[Supplied records — start]

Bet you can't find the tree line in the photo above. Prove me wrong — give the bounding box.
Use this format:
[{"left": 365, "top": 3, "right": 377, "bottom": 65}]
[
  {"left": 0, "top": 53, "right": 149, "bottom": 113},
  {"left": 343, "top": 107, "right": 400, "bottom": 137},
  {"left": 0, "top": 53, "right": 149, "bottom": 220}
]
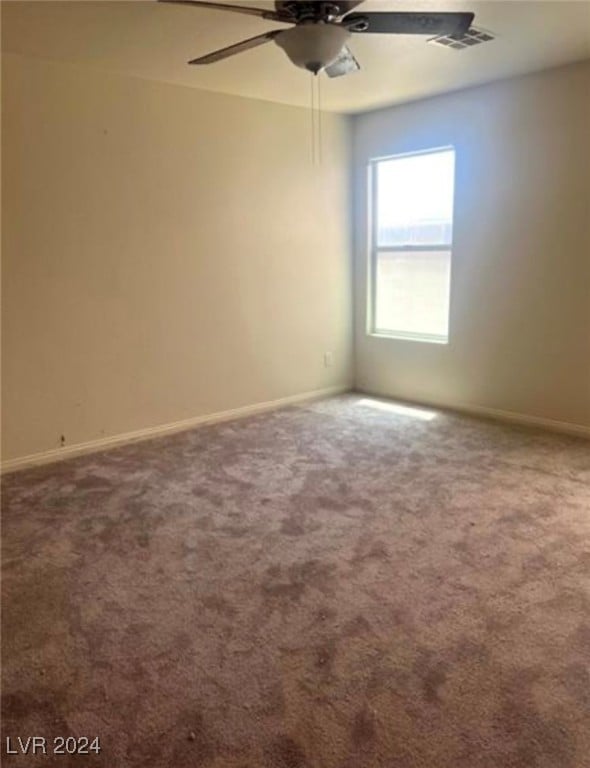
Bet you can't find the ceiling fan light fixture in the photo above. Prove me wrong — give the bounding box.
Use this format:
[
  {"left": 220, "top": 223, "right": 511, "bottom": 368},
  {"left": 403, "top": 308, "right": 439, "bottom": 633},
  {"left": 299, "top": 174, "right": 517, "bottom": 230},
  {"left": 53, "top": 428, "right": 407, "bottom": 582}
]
[{"left": 275, "top": 23, "right": 351, "bottom": 74}]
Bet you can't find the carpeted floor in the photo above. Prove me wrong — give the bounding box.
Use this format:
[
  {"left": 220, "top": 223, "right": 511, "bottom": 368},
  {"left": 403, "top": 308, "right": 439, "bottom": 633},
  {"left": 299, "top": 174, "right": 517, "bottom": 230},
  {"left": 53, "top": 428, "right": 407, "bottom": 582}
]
[{"left": 2, "top": 395, "right": 590, "bottom": 767}]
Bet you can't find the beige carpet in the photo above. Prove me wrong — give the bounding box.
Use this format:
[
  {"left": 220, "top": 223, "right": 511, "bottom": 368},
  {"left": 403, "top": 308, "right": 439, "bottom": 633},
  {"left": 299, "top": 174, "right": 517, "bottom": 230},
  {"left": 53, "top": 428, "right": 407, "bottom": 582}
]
[{"left": 2, "top": 395, "right": 589, "bottom": 767}]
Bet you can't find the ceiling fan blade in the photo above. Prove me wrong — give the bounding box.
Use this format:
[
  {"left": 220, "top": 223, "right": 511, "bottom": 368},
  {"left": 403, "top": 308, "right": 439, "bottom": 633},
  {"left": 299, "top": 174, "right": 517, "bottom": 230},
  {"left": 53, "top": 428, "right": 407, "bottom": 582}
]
[
  {"left": 346, "top": 11, "right": 474, "bottom": 36},
  {"left": 188, "top": 30, "right": 279, "bottom": 64},
  {"left": 325, "top": 45, "right": 360, "bottom": 78},
  {"left": 159, "top": 0, "right": 286, "bottom": 22}
]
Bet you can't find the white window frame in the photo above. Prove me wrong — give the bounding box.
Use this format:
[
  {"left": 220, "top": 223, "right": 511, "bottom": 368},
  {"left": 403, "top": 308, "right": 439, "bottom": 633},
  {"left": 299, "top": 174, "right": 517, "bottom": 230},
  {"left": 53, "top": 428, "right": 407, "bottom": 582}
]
[{"left": 367, "top": 146, "right": 455, "bottom": 344}]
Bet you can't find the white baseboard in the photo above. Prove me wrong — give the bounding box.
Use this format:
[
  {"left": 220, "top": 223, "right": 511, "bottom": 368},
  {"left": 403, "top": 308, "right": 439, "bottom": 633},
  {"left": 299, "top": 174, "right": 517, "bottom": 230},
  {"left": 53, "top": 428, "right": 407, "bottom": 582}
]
[
  {"left": 4, "top": 385, "right": 586, "bottom": 475},
  {"left": 450, "top": 402, "right": 590, "bottom": 438},
  {"left": 357, "top": 389, "right": 590, "bottom": 439},
  {"left": 1, "top": 385, "right": 351, "bottom": 475}
]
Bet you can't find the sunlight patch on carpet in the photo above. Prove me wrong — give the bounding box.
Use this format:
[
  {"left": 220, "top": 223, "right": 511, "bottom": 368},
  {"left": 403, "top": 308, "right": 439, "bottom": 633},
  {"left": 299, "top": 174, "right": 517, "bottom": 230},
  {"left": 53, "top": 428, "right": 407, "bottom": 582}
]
[{"left": 357, "top": 398, "right": 438, "bottom": 421}]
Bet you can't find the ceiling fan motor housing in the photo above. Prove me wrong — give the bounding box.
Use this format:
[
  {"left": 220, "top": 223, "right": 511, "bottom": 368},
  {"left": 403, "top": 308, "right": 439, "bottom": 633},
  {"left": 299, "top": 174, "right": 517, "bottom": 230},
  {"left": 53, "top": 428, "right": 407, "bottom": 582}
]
[
  {"left": 275, "top": 23, "right": 351, "bottom": 74},
  {"left": 277, "top": 2, "right": 353, "bottom": 23}
]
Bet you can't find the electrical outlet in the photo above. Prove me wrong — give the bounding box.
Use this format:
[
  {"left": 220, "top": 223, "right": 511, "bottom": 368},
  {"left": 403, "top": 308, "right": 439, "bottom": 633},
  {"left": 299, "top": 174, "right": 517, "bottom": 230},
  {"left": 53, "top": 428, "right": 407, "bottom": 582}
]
[{"left": 324, "top": 352, "right": 334, "bottom": 368}]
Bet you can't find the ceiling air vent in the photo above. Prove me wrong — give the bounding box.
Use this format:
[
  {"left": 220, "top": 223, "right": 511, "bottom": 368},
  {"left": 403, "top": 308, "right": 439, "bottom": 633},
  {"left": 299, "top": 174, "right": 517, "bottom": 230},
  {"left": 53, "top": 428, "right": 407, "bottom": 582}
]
[{"left": 429, "top": 27, "right": 495, "bottom": 50}]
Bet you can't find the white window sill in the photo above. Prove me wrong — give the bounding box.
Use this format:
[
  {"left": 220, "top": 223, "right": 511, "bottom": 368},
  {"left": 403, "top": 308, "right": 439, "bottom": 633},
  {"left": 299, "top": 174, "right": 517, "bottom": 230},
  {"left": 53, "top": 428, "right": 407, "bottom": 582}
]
[{"left": 368, "top": 331, "right": 449, "bottom": 345}]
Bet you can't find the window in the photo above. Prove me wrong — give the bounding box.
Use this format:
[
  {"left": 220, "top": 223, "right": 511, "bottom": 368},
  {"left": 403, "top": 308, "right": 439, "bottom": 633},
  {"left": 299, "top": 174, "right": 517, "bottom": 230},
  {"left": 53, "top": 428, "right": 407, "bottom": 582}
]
[{"left": 368, "top": 147, "right": 455, "bottom": 343}]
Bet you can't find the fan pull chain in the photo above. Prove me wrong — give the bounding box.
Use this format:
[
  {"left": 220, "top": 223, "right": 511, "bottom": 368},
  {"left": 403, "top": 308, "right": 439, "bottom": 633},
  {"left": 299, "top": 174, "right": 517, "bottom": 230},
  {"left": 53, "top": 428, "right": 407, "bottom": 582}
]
[
  {"left": 309, "top": 72, "right": 323, "bottom": 167},
  {"left": 310, "top": 72, "right": 316, "bottom": 165},
  {"left": 317, "top": 72, "right": 322, "bottom": 166}
]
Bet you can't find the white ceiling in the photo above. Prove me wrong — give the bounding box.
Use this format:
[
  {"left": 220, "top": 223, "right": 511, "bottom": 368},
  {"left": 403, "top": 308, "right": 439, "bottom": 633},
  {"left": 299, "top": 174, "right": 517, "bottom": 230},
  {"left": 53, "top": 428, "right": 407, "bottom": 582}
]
[{"left": 2, "top": 0, "right": 590, "bottom": 113}]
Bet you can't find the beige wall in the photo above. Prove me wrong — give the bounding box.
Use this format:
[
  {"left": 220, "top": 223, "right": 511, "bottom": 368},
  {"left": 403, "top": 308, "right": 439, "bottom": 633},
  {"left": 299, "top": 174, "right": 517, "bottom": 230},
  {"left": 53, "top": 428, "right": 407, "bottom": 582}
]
[
  {"left": 1, "top": 53, "right": 353, "bottom": 462},
  {"left": 353, "top": 61, "right": 590, "bottom": 429}
]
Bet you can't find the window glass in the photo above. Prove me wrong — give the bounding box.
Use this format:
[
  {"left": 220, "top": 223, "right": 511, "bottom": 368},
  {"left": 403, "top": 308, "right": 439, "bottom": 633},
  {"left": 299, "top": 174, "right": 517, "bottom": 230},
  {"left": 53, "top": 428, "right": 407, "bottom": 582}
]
[{"left": 370, "top": 148, "right": 455, "bottom": 342}]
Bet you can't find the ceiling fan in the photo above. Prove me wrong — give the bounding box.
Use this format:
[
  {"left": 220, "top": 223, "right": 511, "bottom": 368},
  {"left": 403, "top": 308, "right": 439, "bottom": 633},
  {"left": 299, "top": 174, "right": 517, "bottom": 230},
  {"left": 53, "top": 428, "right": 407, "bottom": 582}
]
[{"left": 159, "top": 1, "right": 475, "bottom": 77}]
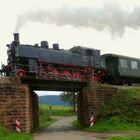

[Supplied records — finish]

**Required action:** Tally up the lines holding the word "ceiling" in the data above, and answer with that figure only.

**Response box:** 6